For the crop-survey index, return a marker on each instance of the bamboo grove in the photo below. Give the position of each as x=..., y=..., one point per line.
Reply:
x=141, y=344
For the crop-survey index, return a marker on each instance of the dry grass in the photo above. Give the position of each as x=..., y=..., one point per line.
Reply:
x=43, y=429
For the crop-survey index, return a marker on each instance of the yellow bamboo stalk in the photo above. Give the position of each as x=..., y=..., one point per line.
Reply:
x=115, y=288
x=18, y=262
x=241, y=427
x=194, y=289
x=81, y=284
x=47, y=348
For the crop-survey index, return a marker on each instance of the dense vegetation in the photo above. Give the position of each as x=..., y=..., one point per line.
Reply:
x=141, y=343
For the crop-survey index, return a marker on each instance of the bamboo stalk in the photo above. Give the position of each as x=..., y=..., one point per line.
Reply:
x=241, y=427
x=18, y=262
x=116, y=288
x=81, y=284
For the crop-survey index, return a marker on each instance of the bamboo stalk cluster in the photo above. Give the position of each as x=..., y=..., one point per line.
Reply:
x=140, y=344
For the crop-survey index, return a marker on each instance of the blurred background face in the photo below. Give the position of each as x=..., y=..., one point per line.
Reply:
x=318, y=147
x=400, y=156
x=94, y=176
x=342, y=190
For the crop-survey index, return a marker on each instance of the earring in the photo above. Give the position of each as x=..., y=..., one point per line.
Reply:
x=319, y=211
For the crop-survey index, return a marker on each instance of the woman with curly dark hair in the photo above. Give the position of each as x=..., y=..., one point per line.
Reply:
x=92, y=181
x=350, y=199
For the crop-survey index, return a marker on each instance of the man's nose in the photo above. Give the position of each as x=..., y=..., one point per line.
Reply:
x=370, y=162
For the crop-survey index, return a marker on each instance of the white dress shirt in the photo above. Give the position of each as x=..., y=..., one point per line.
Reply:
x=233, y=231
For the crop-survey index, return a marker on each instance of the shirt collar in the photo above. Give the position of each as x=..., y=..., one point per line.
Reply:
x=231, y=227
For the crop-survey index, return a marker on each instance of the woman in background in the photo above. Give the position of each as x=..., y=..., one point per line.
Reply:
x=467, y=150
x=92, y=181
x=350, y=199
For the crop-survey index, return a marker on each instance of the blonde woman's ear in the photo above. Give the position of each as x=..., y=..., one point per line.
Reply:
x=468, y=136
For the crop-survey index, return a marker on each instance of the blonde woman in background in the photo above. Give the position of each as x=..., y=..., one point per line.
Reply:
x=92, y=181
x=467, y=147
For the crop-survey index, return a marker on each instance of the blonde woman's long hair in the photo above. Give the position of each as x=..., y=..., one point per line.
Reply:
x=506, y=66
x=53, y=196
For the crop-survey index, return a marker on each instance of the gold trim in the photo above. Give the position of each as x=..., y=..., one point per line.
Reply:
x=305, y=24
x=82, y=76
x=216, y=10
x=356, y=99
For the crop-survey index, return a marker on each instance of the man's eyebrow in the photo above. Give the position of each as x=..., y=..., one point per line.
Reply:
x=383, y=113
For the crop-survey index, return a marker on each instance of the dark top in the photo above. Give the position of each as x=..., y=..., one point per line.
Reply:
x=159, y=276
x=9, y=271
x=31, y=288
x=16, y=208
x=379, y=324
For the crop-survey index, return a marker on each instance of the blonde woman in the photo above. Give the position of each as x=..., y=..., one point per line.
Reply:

_Task directions_
Write out the full set of records exactly as given.

_Exercise response_
For the crop-survey index, return a marker on each instance of the bamboo grove in the photo below. Give the position of each as x=..., y=..., one point per line.
Reply:
x=141, y=344
For the crop-survey index, return a marker on each instance of the dry grass in the photo above. Give the position of each as x=..., y=..., one point per line.
Reply:
x=43, y=429
For the crop-survey index, return a marker on each instance of the yellow bamboo stalk in the photo above. Give the position of each as x=..., y=..., one point per line.
Reply:
x=115, y=288
x=18, y=262
x=241, y=427
x=194, y=289
x=81, y=284
x=47, y=348
For the crop-survey index, return a marker on each instance of the dense vegetation in the photo above. Give the position of each as x=..., y=..., one point per line.
Reply:
x=141, y=343
For the crop-survey index, return a marker on each instance of the bamboo stalk in the photo above. Give the position of each as x=..., y=..., one point per line.
Reply:
x=241, y=427
x=18, y=262
x=116, y=288
x=81, y=284
For the crop-survey index, return a marker on each instance of the bamboo stalk cluster in the photo above. Give the position of each as x=..., y=..., one point per line.
Reply:
x=140, y=344
For the crop-survey index, return a marker on each instance of the blurred background face in the photo below. Give the position of each as x=..., y=..., one point per line.
Reply:
x=318, y=147
x=400, y=156
x=94, y=176
x=342, y=190
For the crop-survey index, return a marker on each instance of the earring in the photo above. Give the position of each as x=..., y=..., one point per line.
Reply:
x=319, y=211
For the crop-survey index, return a marker on each instance of the woman with curly dark hair in the photo above. Give the position of each as x=..., y=..., one point per line.
Reply:
x=92, y=181
x=350, y=199
For the crop-survey index, return a marker on each instance of the man's nose in the photo above. Give the position of each as x=..., y=..., one point per line.
Reply:
x=370, y=162
For the crop-survey index, return a marker on each instance of the white dress shirt in the photo above. Give the position of each as x=..., y=..., one point per line.
Reply:
x=233, y=231
For the crop-survey index, return a marker on each instance of the shirt collar in the photo above. Give the position of each as x=..., y=..., one point per line.
Reply:
x=231, y=227
For the crop-survey index, return a marker on each instance of the woman in background in the photo above. Give the position of each as x=..., y=..., one point per line.
Reply:
x=467, y=150
x=92, y=181
x=350, y=199
For the crop-survey index, return a marker on each instance of the blonde woman's ear in the photo above. Give the position of each as x=..., y=..., one point per line.
Reply:
x=468, y=136
For the crop-survey index, return a marker on each instance of the blonde woman in background in the photo above. Give the position of each as x=..., y=..., one point per line.
Reply:
x=92, y=181
x=467, y=147
For the crop-survey index, return a marker on each instance of the blonde woman's long hair in the photo above. Give the position of each as x=..., y=..., one point per line.
Reply:
x=506, y=66
x=53, y=196
For the crop-survey index, return a marker on each instance of the gold trim in the photo above. Give the position of each as x=..., y=..., one point per line.
Reply:
x=305, y=24
x=82, y=76
x=216, y=10
x=356, y=99
For the crop-survey index, return a marker on each instance of the man's eyebrow in the photo above. Give the position of each as x=..., y=..., one point per line.
Reply:
x=383, y=113
For the crop-survey index, return a marker on each instance of the dark top in the photo above. Give the position of each as x=..., y=..., one point per line.
Reply:
x=159, y=276
x=9, y=271
x=31, y=288
x=16, y=208
x=379, y=324
For the crop-survey index, return a marker on each instance of the blonde woman in the photo above. Give the position of each as x=..., y=..., one point per line.
Reply:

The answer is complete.